┌─ Data lines

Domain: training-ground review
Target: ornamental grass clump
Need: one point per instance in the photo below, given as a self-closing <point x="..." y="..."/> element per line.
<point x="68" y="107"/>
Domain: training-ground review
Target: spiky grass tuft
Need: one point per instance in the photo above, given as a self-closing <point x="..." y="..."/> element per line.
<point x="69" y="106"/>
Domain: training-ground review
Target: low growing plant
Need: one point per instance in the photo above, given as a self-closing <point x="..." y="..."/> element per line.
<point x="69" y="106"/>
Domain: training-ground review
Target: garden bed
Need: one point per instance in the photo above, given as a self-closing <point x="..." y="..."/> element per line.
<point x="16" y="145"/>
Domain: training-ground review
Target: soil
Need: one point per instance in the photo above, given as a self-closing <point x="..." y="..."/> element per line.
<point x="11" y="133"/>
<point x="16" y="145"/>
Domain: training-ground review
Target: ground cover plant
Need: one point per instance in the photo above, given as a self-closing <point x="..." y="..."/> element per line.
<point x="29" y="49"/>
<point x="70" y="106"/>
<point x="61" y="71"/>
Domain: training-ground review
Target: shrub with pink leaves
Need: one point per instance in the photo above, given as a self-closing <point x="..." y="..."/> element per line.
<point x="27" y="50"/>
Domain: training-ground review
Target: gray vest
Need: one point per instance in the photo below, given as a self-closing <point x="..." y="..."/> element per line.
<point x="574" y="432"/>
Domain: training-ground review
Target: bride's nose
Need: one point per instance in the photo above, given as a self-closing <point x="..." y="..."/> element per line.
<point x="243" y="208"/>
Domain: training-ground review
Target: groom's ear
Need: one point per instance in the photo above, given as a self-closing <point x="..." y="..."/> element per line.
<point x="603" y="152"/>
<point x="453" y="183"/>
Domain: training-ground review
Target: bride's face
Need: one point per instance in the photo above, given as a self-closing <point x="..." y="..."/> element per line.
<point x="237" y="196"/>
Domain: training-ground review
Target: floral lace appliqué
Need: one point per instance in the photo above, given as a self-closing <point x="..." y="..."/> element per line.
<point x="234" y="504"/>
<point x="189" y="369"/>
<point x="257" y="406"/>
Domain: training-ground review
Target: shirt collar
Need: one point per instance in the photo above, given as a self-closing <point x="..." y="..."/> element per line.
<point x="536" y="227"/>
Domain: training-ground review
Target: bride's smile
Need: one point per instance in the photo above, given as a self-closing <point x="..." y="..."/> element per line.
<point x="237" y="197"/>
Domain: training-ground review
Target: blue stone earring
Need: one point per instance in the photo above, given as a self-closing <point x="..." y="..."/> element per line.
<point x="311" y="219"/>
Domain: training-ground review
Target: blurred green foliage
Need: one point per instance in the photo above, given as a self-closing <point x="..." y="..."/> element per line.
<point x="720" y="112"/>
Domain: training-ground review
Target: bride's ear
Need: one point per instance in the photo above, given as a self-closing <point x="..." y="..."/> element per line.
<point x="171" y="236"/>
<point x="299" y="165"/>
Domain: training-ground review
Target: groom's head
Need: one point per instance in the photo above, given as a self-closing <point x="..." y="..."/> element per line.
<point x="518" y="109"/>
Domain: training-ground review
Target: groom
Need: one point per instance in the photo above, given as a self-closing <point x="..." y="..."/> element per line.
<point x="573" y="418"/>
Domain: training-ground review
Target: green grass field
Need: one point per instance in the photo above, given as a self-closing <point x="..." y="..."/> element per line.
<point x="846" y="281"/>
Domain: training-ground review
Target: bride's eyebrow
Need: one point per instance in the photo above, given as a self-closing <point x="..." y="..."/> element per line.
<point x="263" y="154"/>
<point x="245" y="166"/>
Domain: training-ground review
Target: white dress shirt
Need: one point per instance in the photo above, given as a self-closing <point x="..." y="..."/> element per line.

└─

### Task brief:
Go through the records above and retype each one exactly.

### Result of the exercise:
Domain: training-ground review
Target: ornamental grass clump
Need: one point per instance in the photo below, given as a self-closing <point x="..." y="..."/> element per line.
<point x="68" y="107"/>
Domain: training-ground review
Target: spiky grass tuft
Need: one point per instance in the photo above, given as a self-closing <point x="..." y="..."/> element per line.
<point x="69" y="106"/>
Domain: training-ground review
Target: low growing plant
Need: one point per instance in the photo above, given as a self-closing <point x="..." y="..."/> element per line.
<point x="69" y="106"/>
Domain: training-ground review
Target: garden bed
Need: one point per instance in the photo above, given as a self-closing <point x="..." y="..."/> element per line.
<point x="16" y="145"/>
Domain: training-ground review
Target: soil
Need: one point per instance in the photo above, given as a self-closing <point x="..." y="..."/> element per line.
<point x="11" y="133"/>
<point x="16" y="145"/>
Domain: training-ground review
Target: ground cover plant
Need: one point per instance in the photo above, given as a self-closing <point x="..." y="..."/> element per line.
<point x="29" y="49"/>
<point x="70" y="106"/>
<point x="61" y="71"/>
Domain: training-ground review
Target: shrub with pink leaves
Need: one point per instance in the photo above, given as a self-closing <point x="..." y="..."/> element per line.
<point x="27" y="50"/>
Domain: training-ground review
Target: gray vest
Need: one point per instance in the photo below, given as a self-closing <point x="..." y="..."/> element per line.
<point x="574" y="432"/>
Domain: training-ground review
Target: bride's nose
Need: one point per instance in the photo above, given as a self-closing <point x="..." y="..."/> element per line.
<point x="243" y="208"/>
Domain: training-ground review
Target: groom's ear
Need: one point per instance in the photo above, given as a self-closing <point x="..." y="..."/> element per line.
<point x="603" y="152"/>
<point x="453" y="183"/>
Domain: training-ground review
Target: bride's face
Need: one point per instance in the photo above, given as a self-closing <point x="..." y="..."/> element per line.
<point x="237" y="196"/>
Domain: training-ground review
Target: floral lace appliqué
Need: one point per instance in the photo above, given as a self-closing <point x="..." y="..."/> element per line.
<point x="234" y="504"/>
<point x="189" y="369"/>
<point x="257" y="406"/>
Domain: training-ground review
Target: shirt collar
Need: one point per instance in the photo above, given as a self-closing <point x="..." y="..."/> element per line.
<point x="536" y="227"/>
Domain: training-ground review
Target: bride's smile
Need: one point per instance in the photo above, given as a self-closing <point x="..." y="..."/> element per line.
<point x="237" y="197"/>
Domain: training-ground review
Target: blue stone earring
Need: one point per instance in the photo above, given as a self-closing <point x="..." y="..."/> element per line.
<point x="311" y="219"/>
Domain: training-ground review
Target: blurred green foliage
Need: one point per instance in the photo above, given as a self-closing <point x="..." y="..."/> element per line.
<point x="720" y="112"/>
Domain: training-ground review
Target: bride's ear
Need: one point per instance in the photo above, given as a self-closing <point x="..." y="..."/> element per line.
<point x="171" y="236"/>
<point x="299" y="165"/>
Domain: training-ground review
Target: groom's head
Need: one point per instance in the photo above, given as a self-closing <point x="..." y="..."/> element per line.
<point x="518" y="109"/>
Domain: training-ground review
Target: groom
Need: one point per instance in the photo above, given as a self-closing <point x="..." y="..."/> element per line.
<point x="573" y="418"/>
Domain: training-ground review
Target: green grass field
Need: one point per instance in the photo above, given as a self-closing <point x="..." y="..."/> element per line.
<point x="846" y="281"/>
Domain: training-ground review
Target: bride's eyebrow
Need: one point per instance in the photo above, given as a self-closing <point x="..." y="..."/> element per line.
<point x="263" y="154"/>
<point x="245" y="166"/>
Domain: training-ground review
Target: white dress shirt
Need: one point per instance in the photo above, given as a self-closing <point x="..." y="..."/> element per line.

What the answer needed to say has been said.